• _INSTRUCTIONS TO FOLLOW_
Below is a block of records; repeat all of them exactly.

• _MATERIAL FOR THIS TASK_

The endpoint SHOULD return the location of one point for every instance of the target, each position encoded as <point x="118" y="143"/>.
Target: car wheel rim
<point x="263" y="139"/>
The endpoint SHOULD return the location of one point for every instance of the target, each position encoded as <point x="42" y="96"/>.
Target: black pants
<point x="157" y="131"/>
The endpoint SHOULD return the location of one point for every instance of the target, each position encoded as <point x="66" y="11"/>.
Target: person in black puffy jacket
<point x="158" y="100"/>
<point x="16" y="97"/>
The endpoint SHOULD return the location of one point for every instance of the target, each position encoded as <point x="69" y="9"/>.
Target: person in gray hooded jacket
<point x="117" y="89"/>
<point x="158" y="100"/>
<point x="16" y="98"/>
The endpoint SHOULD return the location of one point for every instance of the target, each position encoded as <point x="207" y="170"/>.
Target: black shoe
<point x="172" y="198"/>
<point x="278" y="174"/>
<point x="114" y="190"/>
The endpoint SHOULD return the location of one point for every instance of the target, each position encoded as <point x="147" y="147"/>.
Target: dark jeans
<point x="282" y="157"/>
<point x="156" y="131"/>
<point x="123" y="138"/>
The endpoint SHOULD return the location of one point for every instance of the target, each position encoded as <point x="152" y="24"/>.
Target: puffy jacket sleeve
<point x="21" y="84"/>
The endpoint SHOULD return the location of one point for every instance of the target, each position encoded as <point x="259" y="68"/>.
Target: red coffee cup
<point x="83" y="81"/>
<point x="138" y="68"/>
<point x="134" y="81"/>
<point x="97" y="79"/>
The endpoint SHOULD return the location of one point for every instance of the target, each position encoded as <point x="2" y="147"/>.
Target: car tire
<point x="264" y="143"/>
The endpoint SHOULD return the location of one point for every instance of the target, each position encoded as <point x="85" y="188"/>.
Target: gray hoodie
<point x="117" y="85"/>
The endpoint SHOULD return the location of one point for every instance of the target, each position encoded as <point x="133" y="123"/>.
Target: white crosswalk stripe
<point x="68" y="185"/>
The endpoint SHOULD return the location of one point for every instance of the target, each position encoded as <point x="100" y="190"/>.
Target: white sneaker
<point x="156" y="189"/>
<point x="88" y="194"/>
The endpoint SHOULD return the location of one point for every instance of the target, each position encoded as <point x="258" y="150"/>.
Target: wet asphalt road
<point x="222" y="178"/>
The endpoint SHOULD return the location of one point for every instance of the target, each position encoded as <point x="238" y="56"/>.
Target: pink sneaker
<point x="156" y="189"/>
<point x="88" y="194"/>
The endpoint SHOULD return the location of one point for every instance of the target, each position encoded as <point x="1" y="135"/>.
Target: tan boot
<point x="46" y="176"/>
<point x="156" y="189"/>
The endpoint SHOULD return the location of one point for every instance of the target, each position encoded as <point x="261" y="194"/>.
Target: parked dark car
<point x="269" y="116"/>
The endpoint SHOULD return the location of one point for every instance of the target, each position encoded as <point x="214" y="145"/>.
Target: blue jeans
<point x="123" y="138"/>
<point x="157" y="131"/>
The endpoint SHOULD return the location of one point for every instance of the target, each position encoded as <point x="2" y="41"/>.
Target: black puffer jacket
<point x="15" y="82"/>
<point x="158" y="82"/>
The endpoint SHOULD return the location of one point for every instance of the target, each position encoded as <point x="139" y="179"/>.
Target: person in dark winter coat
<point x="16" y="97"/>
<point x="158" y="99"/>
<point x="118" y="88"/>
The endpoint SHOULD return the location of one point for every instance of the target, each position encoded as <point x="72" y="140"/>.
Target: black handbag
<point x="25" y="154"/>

• _WRITTEN REPLY_
The endpoint SHOULD return the location of one point for every instance of the target, each position encoded as <point x="118" y="143"/>.
Target: car wheel rim
<point x="263" y="139"/>
The endpoint SHOULD return the location of one point for every instance of the target, each position encoded as <point x="42" y="96"/>.
Target: black pants
<point x="157" y="131"/>
The endpoint SHOULD return the location of one point for every instance of the target, each position encoded as <point x="66" y="11"/>.
Target: person in black puffy jacket
<point x="158" y="100"/>
<point x="16" y="97"/>
The endpoint SHOULD return the location of one point for every instance of the target, each position encoded as <point x="69" y="9"/>.
Target: person in gray hooded jacket
<point x="117" y="89"/>
<point x="158" y="100"/>
<point x="16" y="98"/>
The endpoint SHOULD return the location of one point for every instance of the target, each position encoded as <point x="207" y="170"/>.
Target: black shoe
<point x="172" y="198"/>
<point x="278" y="174"/>
<point x="114" y="190"/>
The endpoint SHOULD return the location of one point for every instance of the target, each position encoded as <point x="147" y="147"/>.
Target: dark jeans
<point x="282" y="157"/>
<point x="156" y="131"/>
<point x="123" y="138"/>
The endpoint SHOULD return the location of one point for every instance of the target, each position encoded as <point x="152" y="24"/>.
Target: puffy jacket sleeve
<point x="21" y="84"/>
The endpoint SHOULD return the location of one point for every instance of the target, each position encoded as <point x="259" y="68"/>.
Target: red coffee cup
<point x="83" y="81"/>
<point x="138" y="68"/>
<point x="134" y="81"/>
<point x="97" y="79"/>
The endpoint SHOULD return the location of one point for every instance of the target, each position encoded as <point x="2" y="147"/>.
Target: car tire
<point x="264" y="143"/>
The endpoint SHOULD return the location of one point for every instance of the target, each position encoded as <point x="85" y="188"/>.
Target: gray hoodie
<point x="117" y="85"/>
The endpoint SHOULD return the location of one point for every instance of the target, each position encoded as <point x="133" y="123"/>.
Target: white crosswalk stripe
<point x="68" y="185"/>
The endpoint SHOULD return the location of one point for every instance of the target, each position encoded as <point x="100" y="190"/>.
Target: white sneaker
<point x="156" y="189"/>
<point x="88" y="194"/>
The endpoint SHOULD return the location of one point for every instance of the target, each position encoded as <point x="258" y="150"/>.
Target: wet asphalt road
<point x="222" y="178"/>
The endpoint SHOULD return the location of one point for every instance of the target, each position encoded as <point x="238" y="56"/>.
Target: pink sneaker
<point x="156" y="189"/>
<point x="88" y="194"/>
The endpoint SHOULD return the location of one point for every instance of the target, each position encoded as <point x="1" y="135"/>.
Target: tan boot
<point x="46" y="176"/>
<point x="156" y="189"/>
The endpoint SHOULD return the location of one point for every instance of the target, each position encoded as <point x="261" y="194"/>.
Target: parked dark car
<point x="269" y="116"/>
The endpoint SHOULD return the location of one point for every instance of the target, each position encoded as <point x="214" y="145"/>.
Target: blue jeans
<point x="123" y="138"/>
<point x="157" y="131"/>
The endpoint SHOULD return the location of one point for every instance of the target, each position encoded as <point x="2" y="41"/>.
Target: black puffer jacket
<point x="15" y="82"/>
<point x="158" y="82"/>
The endpoint SHOULD return the location of one point for every instance of the target, each position encoded as <point x="139" y="179"/>.
Target: person in dark winter coat
<point x="16" y="97"/>
<point x="158" y="99"/>
<point x="118" y="88"/>
The endpoint SHOULD return the location of one point for every instance of the target, each position encoded as <point x="72" y="140"/>.
Target: black handbag
<point x="25" y="154"/>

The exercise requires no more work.